__Reading text__:
<<<<

Members of B’not Esh
My relationship with B’not Esh has been one of the longest-standing, and most productive, of my life. I was there at its inception—in 1981—and have been coming ever since. Through B’not Esh I discovered that there were dramatically more open alternatives to the “traditional egalitarian” communities and modes of prayer in which I had participated in various havurot. We’ve explored God-language, movement, meditation, art and politics, as modes of spiritual expression (and vice versa); challenged ourselves to see the deep connections between politics, spirituality, sexuality, and more. Over the years, B’not Esh has led me to put almost every aspect of my life under a microscope, and to explore how to work more effectively with others toward creating the world in which I/we wish to live.
In addition to being a member of B’not Esh, I have engaged in writing, speaking and various forms of activism to address issues of feminism and LGBT inclusion within the Jewish community. I taught political science and women’s studies at Smith College for over forty years, while also singing in a local peace and justice chorus, and serving on the Northampton Housing Partnership, to promote affordable housing. I am now retired and living in NY, still singing in a chorus, enjoying regular time with my granddaughter, and devoting energies to addressing racism and white supremacy in the Jewish community and beyond.
Penina came of age in the 1960’s when Jewish Feminism was also coming of age. She wrote a book in 1976 called Riding the Nightmare with her mother, the historian, Selma R. Williams. It was about witchcraft persecution in Europe and Salem. This ignited her awareness of the oppression of women the world over which has led to a lifetime of writing about Jewish women, creative ritual and Midrash-making.
Joining B’not Esh in 1981, she has felt the group to be a tremendous support for her writing and continuing development as a Jewish feminist and human being. She continues to work as a psychotherapist with adults and as a Spiritual Director with rabbinical students in the Boston area. Currently, she is at work on a fictionalized memoir which begins at Creation.
When I read the preface to Womanspirit Rising: A Feminist Reader in Religion (1979) where Judith Plaskow and Carol Christ say they would not have finished graduate school in Religion without each other’s comradeship, I cried. Five years earlier I had dropped out of such a grad school because I couldn’t find a comrade. Joining B’not Esh in its second year, I found the companionship I yearned for to explore and create new understandings of spirituality and theology based on feminist experience and rooted in community. As a social worker and feminist psychotherapist, I became a professor of Pastoral Counseling and co-founder of the Spiritual Direction program at the Reconstructionist Rabbinical College where I’ve been for over 23 years; I was a founding teacher of Jewish Spiritual Direction training programs at Elat Chayyim/Isabella Freedman, the Rabbinical School at Hebrew College in Boston, and currently as consultant and teacher at HUC-JIR in New York and Los Angeles. I live in Philadelphia, now a grandma, part of a vibrant, progressive, multi-faith community where I am always learning and growing as an activist working toward creating a socially and racially just, sustainable human presence on/with our sacred earth.

>>>>

Stored dataset items

<<<<

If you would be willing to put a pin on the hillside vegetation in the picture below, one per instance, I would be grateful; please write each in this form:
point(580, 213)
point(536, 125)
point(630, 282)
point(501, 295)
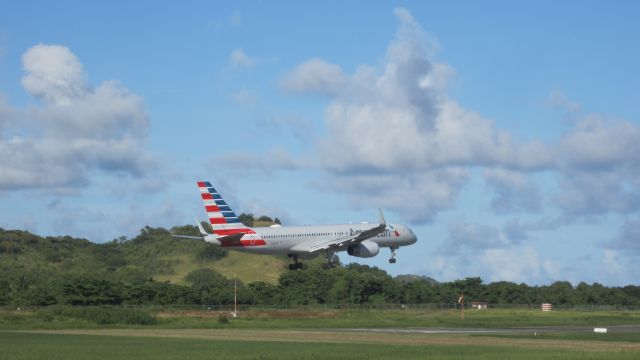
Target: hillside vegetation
point(157, 268)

>>>>

__Task requirements__:
1. In the member profiles, what is the title of the book Penina wrote in 1976?
2. Say whether each statement agrees with the member profiles, and quote the words that decide it.
(a) The writer of the first profile taught at Smith College for over forty years.
(b) Penina works as a psychotherapist with children.
(c) The writer of the last profile lives in Philadelphia.
3. Pick up the member profiles after their last sentence and continue them.

__Results by task__:
1. Riding the Nightmare.

2.
(a) Yes: "I taught political science and women’s studies at Smith College for over forty years."
(b) No: "She continues to work as a psychotherapist with adults."
(c) Yes: "I live in Philadelphia."

3.
Marla Brettschneider has been with B’not Esh since around 1995. To pay the bills, she is Professor of Political Philosophy at the University of New Hampshire with a joint appointment in Politics and Women’s Studies. She has fancied herself an activist and publishes widely on Jewish diversity politics.
Dianne was the first woman from the Syrian Jewish community to be ordained as a Rabbi. She graduated from the Jewish Theological Seminary in 1995, where she was awarded several fellowships and a prize for academic excellence. Since that time she has served as an educator, scholar-in-residence, and administrator for multiple organizations in the Jewish world, including CLAL, the Bronfman Youth Fellowship, The Curriculum Initiative and UJA Federation. In 2007 she was named one of fifty top rabbis by the Washington Post online. She now serves as Associate Rabbi & Director of Life Long Learning at Romemu in New York. Besides leading education efforts at Romemu she currently co-teaches the Arts Beit Midrash at the Skirball Institute with Tobi Kahn, teaches courses at UJA Federation and writes and speaks regularly on Torah, Jewish values and family life, Jewish ethnicity and Judaism and disabilities. Dianne and her journalist husband Larry live on the upper west side of Manhattan and have three children.
Rabbi Mychal Copeland speaks and writes about the inclusion of LGBTQI people and interfaith families in religious life. She is the co-editor of Struggling in Good Faith: LGBTQI Inclusion from 13 American Religious Perspectives [Skylight Paths Publishing, 2015]. Prior to joining Sha’ar Zahav, Rabbi Copeland was the Director of InterfaithFamily Bay Area where she helped couples navigate a diversity of religious and cultural backgrounds. She served for thirteen years as a university Rabbi, first at UCLA and later at Hillel at Stanford University. She earned a Masters in Theological Studies and Secondary Teaching Credential from Harvard Divinity School in 1995, and a rabbinical degree from the Reconstructionist Rabbinical College in 2000. In 2005 she was recognized as being an Exemplar of Excellence by Hillel’s International Center, the highest individual honor for Hillel professionals. She served as the Cooperberg-Rittmaster Rabbinic Intern at Congregation Beth Simchat Torah in New York City, the world’s largest Jewish LGBTQ community and has carried that work into her career with college students. Mychal is a certified yoga instructor and fuses Jewish spirituality with movement in her yoga teaching.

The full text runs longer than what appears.